- Texto dado -
DO LADO DE CÁ
Do lado de cá pensamos pelas nossas próprias cabeças mas não negamos um conjunto de princípios em que fomos educados e que enformam genericamente os nossos raciocínios.
Ao conjunto desses princípios chamamos, do lado de cá, civilização ocidental, de base eminentemente greco-romana e judaico-cristã mesmo quando agnosticada; aos outros conjuntos de princípios genéricos chamamos civilização árabe, budista, hindu, maori, etc. e todos esses se situam noutros lados que não no de cá, no nosso.
Cada sociedade foi ao longo dos séculos lidando consigo própria e – empunhando umas mais que outras a divina espada como instrumento de fidelização das gentes – construindo o respectivo Código de Conduta. E, de facto, todos temos a orientação comportamental como algo de fundamental para enquadramento das vontades imanentes de cabeças mais ou menos serenas. Assim foi que cada civilização foi estabelecendo a sua própria fronteira entre dois conceitos universais mas de contornos particulares: o bem e o mal.
Mas há pedras no caminho e nós, na Civilização Ocidental, também tropeçámos nalgumas. Foi há bem pouco tempo que nos esfarrapámos contra esses dois escolhos civilizacionais que deram pelos nomes de Hitler e Estaline mas – porque tínhamos uma base comportamental consolidada – conseguimos regressar à normalidade com alguma rapidez, pesem embora os milhões de mortos que ficaram nas bermas da estrada. Quase esquecemos entretanto quem nos pôs esses obstáculos no caminho, Chamberlain e Kerensky, duas personalidades que claramente não estiveram à altura do que delas a História pedia. É que tanto um como outro lidaram com os adversários com a lhaneza em que haviam sido educados sem repararem que não se tratava de adversários mas sim de inimigos. E do lado de cá, há uma diferença fundamental entre adversários e inimigos: o adversário deve ser derrotado; o inimigo deve ser destruído.
E porque é que um e outro não estiveram à altura? Porque pactuaram com o contrário. Porque não notaram – ou deram por irrelevante – que as regras de conduta estavam postas em causa, que o padrão civilizacional estava à beira da ruptura. E quase rompeu: o rasgão de Hitler demorou 13 anos a consertar mas o de Estaline (e de seu “padrinho” Lenine) demorou 70 anos a remendar e é claro que ambos deixaram sequelas. E se pela primeira vez na História, em Nuremberga se julgaram os crimes do nazismo ao abrigo do Direito Natural, já os crimes do comunismo apenas ficaram registados “para memória futura” . . .

- Entradas de dados guardadas -
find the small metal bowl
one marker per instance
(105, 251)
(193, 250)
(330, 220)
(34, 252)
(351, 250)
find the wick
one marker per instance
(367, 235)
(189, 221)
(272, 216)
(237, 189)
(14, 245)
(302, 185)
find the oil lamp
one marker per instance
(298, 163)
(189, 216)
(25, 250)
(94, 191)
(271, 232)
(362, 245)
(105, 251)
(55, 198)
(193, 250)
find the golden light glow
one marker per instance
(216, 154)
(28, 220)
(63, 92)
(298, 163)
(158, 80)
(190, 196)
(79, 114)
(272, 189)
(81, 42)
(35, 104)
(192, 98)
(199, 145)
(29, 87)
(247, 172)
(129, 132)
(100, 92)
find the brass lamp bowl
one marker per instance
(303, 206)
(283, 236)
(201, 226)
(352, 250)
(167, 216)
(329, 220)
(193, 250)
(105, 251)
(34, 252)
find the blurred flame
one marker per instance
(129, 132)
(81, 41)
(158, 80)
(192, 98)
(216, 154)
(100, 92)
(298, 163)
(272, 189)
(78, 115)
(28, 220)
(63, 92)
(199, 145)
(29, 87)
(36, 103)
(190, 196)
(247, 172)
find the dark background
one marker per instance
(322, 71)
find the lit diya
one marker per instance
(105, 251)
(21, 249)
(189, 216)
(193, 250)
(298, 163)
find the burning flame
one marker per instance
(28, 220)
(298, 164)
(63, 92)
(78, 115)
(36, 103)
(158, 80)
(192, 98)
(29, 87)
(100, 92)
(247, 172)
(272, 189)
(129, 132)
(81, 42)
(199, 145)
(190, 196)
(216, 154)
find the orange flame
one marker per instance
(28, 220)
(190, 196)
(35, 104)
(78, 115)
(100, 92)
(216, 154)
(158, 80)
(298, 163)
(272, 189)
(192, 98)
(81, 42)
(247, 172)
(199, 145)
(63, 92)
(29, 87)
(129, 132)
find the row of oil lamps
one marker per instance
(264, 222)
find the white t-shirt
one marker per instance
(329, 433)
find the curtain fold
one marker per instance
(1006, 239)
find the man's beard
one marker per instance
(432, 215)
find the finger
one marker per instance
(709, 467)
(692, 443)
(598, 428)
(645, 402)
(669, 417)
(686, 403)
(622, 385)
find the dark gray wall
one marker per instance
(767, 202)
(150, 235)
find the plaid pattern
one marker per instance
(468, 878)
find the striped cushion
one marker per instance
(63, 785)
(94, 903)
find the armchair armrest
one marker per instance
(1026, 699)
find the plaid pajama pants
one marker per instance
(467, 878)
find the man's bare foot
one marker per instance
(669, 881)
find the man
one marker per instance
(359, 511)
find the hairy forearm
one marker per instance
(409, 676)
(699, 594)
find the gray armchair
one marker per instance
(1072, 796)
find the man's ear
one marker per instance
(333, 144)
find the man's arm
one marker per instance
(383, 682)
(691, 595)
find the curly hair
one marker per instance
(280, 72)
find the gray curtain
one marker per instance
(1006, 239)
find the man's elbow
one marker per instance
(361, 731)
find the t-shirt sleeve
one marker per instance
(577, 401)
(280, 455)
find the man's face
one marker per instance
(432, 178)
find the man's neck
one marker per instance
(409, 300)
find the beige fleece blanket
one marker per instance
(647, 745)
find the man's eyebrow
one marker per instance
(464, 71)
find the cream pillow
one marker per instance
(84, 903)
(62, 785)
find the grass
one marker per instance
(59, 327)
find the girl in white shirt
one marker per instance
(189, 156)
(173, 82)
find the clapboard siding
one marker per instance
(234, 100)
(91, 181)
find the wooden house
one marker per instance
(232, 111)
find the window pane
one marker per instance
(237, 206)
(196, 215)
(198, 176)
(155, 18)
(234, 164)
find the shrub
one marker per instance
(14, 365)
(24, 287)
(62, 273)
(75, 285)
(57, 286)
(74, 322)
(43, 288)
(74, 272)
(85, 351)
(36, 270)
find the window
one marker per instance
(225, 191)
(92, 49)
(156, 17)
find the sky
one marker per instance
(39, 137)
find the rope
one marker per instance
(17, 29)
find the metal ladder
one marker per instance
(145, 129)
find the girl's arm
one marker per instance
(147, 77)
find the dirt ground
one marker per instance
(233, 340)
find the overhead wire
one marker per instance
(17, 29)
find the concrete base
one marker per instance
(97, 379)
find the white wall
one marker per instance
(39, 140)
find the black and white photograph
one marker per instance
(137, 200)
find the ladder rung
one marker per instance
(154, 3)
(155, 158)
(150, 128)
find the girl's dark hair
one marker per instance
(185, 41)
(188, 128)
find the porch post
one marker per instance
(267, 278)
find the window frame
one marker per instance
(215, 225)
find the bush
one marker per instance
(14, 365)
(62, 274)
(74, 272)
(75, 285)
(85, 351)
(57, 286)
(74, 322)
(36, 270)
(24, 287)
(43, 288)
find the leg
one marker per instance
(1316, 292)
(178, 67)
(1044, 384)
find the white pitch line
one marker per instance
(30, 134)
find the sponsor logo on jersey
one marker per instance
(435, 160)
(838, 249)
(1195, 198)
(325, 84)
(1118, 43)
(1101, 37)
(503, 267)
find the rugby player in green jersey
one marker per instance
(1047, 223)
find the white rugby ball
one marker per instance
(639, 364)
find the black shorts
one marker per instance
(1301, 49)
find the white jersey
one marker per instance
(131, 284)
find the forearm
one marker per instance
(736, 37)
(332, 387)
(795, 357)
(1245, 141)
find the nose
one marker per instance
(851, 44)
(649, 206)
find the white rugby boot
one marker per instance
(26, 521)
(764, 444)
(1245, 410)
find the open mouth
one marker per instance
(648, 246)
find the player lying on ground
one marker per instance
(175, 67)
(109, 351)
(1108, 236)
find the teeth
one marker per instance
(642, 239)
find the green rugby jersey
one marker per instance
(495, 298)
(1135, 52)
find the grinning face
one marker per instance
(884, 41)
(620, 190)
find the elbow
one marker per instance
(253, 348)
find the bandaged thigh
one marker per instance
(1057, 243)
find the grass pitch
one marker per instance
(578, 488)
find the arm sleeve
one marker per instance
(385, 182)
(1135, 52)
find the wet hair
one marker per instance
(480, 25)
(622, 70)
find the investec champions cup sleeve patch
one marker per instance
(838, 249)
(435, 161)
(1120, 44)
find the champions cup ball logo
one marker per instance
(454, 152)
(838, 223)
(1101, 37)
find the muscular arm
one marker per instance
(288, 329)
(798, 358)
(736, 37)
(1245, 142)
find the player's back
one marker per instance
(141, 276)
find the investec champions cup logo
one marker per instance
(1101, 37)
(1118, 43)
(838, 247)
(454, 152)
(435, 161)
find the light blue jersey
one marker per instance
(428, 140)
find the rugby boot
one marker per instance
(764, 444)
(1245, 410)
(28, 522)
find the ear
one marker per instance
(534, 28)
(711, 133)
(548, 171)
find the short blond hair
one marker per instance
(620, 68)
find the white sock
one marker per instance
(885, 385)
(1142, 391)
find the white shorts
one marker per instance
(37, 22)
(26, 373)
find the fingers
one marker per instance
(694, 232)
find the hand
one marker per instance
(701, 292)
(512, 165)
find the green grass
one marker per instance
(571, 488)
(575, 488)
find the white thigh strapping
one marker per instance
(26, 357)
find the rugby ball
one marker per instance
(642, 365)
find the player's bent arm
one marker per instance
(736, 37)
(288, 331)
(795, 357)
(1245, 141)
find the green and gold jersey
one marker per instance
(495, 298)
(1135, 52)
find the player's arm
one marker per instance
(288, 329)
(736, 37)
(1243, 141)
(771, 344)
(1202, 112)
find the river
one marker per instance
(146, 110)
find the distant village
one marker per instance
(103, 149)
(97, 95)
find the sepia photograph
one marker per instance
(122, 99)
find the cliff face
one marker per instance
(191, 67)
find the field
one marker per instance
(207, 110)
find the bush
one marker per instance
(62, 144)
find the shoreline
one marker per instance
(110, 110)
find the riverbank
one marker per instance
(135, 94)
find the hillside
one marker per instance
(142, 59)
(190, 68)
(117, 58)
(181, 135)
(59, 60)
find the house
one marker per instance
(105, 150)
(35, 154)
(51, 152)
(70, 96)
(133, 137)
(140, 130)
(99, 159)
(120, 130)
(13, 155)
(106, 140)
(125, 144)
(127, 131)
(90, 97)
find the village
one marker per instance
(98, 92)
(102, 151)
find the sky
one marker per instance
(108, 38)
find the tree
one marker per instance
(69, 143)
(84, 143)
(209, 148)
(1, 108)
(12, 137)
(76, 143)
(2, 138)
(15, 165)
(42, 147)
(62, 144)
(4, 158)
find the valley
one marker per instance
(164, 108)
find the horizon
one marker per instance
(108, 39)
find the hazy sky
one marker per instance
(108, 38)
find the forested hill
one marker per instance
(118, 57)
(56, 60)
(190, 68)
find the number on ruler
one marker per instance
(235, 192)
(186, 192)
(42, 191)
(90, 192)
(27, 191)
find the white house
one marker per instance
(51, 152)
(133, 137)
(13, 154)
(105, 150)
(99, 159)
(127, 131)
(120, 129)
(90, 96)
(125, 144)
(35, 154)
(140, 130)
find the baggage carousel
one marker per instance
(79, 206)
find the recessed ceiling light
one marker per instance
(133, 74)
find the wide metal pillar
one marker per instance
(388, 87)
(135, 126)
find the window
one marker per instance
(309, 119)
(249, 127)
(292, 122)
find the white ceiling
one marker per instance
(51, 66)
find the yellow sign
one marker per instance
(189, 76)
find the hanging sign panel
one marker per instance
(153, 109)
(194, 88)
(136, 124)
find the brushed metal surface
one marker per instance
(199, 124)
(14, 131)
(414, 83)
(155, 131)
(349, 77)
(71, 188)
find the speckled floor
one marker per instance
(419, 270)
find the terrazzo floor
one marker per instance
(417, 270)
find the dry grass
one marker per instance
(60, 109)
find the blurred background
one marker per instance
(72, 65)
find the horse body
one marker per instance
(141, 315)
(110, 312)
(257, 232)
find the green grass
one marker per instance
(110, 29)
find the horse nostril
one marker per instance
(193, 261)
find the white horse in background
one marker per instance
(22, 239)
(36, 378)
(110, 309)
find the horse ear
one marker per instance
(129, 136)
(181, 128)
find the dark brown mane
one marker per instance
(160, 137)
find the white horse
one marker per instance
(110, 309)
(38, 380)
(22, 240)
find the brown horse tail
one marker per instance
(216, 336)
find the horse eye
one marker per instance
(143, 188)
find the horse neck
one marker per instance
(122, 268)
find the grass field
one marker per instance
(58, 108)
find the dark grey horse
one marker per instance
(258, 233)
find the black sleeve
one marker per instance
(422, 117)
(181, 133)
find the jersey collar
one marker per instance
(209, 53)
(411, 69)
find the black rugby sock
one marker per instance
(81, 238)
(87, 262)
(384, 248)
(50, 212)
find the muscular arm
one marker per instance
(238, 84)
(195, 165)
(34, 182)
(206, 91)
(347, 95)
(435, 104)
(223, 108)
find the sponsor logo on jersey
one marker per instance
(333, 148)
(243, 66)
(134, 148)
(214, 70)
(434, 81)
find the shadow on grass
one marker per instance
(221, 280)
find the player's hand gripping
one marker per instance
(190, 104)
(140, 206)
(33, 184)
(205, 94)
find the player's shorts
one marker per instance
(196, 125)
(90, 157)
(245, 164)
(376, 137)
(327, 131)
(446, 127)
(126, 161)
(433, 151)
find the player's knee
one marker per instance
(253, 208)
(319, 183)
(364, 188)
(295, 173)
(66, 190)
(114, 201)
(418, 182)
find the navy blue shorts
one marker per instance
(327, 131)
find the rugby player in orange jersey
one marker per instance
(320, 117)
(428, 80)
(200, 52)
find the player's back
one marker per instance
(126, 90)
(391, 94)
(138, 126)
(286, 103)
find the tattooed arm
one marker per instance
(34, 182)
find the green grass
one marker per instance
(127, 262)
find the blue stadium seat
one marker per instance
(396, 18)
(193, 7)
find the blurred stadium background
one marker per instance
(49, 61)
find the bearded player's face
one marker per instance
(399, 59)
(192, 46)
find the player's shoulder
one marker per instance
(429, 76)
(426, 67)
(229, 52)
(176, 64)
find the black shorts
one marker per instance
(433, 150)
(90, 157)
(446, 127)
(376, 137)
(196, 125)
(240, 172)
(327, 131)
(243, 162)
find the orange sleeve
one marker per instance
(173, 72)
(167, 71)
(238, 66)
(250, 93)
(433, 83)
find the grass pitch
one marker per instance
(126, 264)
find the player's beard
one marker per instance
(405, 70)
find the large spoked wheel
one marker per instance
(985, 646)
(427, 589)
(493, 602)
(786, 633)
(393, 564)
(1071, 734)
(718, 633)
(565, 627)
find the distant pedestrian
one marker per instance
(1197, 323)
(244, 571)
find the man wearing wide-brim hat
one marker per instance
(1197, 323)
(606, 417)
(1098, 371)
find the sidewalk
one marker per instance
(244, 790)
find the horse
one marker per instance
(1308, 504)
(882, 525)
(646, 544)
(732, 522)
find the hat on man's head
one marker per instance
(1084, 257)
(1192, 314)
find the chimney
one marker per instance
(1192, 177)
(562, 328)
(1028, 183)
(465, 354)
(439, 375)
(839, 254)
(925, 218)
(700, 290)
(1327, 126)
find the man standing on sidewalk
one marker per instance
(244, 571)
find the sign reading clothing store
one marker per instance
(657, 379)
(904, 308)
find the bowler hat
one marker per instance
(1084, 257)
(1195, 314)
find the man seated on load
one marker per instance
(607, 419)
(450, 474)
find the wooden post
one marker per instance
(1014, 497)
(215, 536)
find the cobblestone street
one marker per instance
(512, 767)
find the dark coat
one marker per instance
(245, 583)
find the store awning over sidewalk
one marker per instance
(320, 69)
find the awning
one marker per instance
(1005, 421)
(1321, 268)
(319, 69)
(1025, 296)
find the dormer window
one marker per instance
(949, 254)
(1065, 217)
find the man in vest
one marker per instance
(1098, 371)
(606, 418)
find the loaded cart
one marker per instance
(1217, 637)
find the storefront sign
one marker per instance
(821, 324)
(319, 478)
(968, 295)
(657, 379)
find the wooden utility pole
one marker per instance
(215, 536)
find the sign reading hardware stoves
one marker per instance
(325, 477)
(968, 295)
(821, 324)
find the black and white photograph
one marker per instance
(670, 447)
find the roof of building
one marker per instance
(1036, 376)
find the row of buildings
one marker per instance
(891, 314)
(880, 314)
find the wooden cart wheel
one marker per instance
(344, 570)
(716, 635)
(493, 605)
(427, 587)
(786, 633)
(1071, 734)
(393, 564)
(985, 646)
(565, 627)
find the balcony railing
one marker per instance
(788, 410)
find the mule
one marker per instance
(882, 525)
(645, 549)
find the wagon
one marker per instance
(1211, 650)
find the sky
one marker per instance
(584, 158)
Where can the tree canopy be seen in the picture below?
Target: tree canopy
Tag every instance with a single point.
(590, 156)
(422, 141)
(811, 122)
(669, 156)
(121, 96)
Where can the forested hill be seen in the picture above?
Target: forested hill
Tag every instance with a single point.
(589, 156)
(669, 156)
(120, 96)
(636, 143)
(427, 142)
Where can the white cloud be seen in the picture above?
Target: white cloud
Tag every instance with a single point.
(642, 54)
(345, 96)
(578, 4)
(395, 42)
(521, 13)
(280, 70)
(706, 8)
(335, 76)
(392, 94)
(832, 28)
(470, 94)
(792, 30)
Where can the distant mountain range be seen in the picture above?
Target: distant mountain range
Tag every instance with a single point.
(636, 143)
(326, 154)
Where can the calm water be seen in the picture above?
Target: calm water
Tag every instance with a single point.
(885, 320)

- Objetivo do exercício -
Transcreva do texto sobre a civilização ocidental tudo o que vai desde "Ao conjunto desses" até "bem e o mal.", inclusive.

- Resolução da tarefa -
Ao conjunto desses princípios chamamos, do lado de cá, civilização ocidental, de base eminentemente greco-romana e judaico-cristã mesmo quando agnosticada; aos outros conjuntos de princípios genéricos chamamos civilização árabe, budista, hindu, maori, etc. e todos esses se situam noutros lados que não no de cá, no nosso.
Cada sociedade foi ao longo dos séculos lidando consigo própria e – empunhando umas mais que outras a divina espada como instrumento de fidelização das gentes – construindo o respectivo Código de Conduta. E, de facto, todos temos a orientação comportamental como algo de fundamental para enquadramento das vontades imanentes de cabeças mais ou menos serenas. Assim foi que cada civilização foi estabelecendo a sua própria fronteira entre dois conceitos universais mas de contornos particulares: o bem e o mal.